Scopo del compito
Puoi ricopiare parola per parola il brano sui boschi italiani riportato qui sotto, da "Nei boschi italiani" giù fino a "di 3,5 milioni."?

Nei boschi italiani sbiadiscono i colori e diventano più rade le chiome per colpa dei cambiamenti climatici. L'allarme in uno studio finanziato dal progetto europeo Life+ Futmon
Sbiadiscono i colori e diventano più rade le chiome degli alberi delle foreste italiane, soprattutto per colpa di smog e caldo. Ma, più in generale, a far ammalare le piante ci pensano i cambiamenti climatici. L'allarme per la "situazione preoccupante" dei nostri boschi viene dai risultati del progetto di respiro europeo Life+ 'Futmon' (Further development and implementation of an Eu-level forest monitoring system), presentato a Roma, co-finanziato dalla commissione Ue con 35 milioni per il biennio 2009-2010 (24 Paesi membri e 38 partner) a cui l'Italia partecipa con il Corpo forestale dello Stato, in collaborazione con il Cnr e il Cra (Consiglio per la ricerca in agricoltura), e un investimento di 3,5 milioni.
Secondo lo studio - che ha l'obiettivo di creare una rete di monitoraggio a lungo termine sullo stato di salute delle foreste europee - vanno perse "oltre il 30% delle foglie", mentre i colori si sbiadiscono di "quasi il 10%". I segnali di allarme riguardano "il 35% degli ecosistemi forestali" colpiti da "agenti biotici", riconducibili a parassiti, funghi, insetti e batteri. Una fetta di responsabilità chiama in causa anche gli "agenti abiotici", e cioè minacce principalmente riconducibili "ai cambiamenti climatici e all'inquinamento atmosferico".
Fattori del "degrado degli ecosistemi forestali" europei sono soprattutto smog, ozono, pulviscolo dell'aria e caldo. E anche se "negli ultimi due anni non c'é stato un peggioramento", anzi le conifere mostrano "un sostanziale miglioramento" rispetto alle latifoglie (querce e castagni gli alberi più danneggiati), i polmoni verdi sono colpiti da ossidi di azoto e ozono: i primi, derivanti dalla combustione dei motori a scoppio e dalle attività industriali, ricadono al suolo con le precipitazioni modificando le caratteristiche del terreno; l'ozono invece diventa "nocivo, insieme al pulviscolo atmosferico", durante le calde giornate estive, provocando "notevoli danni" e colpendo "le specie più sensibili".

Materiale fornito

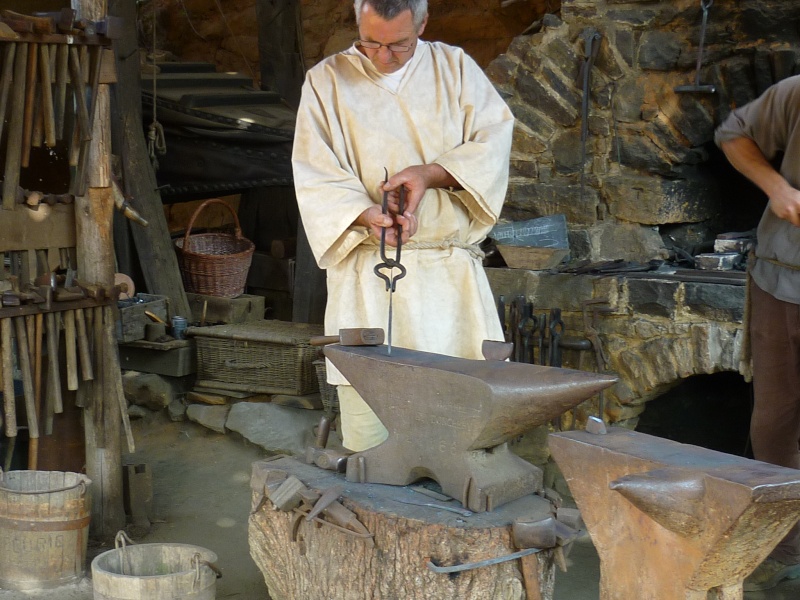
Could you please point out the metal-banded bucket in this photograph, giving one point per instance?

Risultato atteso
Nei boschi italiani sbiadiscono i colori e diventano più rade le chiome per colpa dei cambiamenti climatici. L'allarme in uno studio finanziato dal progetto europeo Life+ Futmon
Sbiadiscono i colori e diventano più rade le chiome degli alberi delle foreste italiane, soprattutto per colpa di smog e caldo. Ma, più in generale, a far ammalare le piante ci pensano i cambiamenti climatici. L'allarme per la "situazione preoccupante" dei nostri boschi viene dai risultati del progetto di respiro europeo Life+ 'Futmon' (Further development and implementation of an Eu-level forest monitoring system), presentato a Roma, co-finanziato dalla commissione Ue con 35 milioni per il biennio 2009-2010 (24 Paesi membri e 38 partner) a cui l'Italia partecipa con il Corpo forestale dello Stato, in collaborazione con il Cnr e il Cra (Consiglio per la ricerca in agricoltura), e un investimento di 3,5 milioni.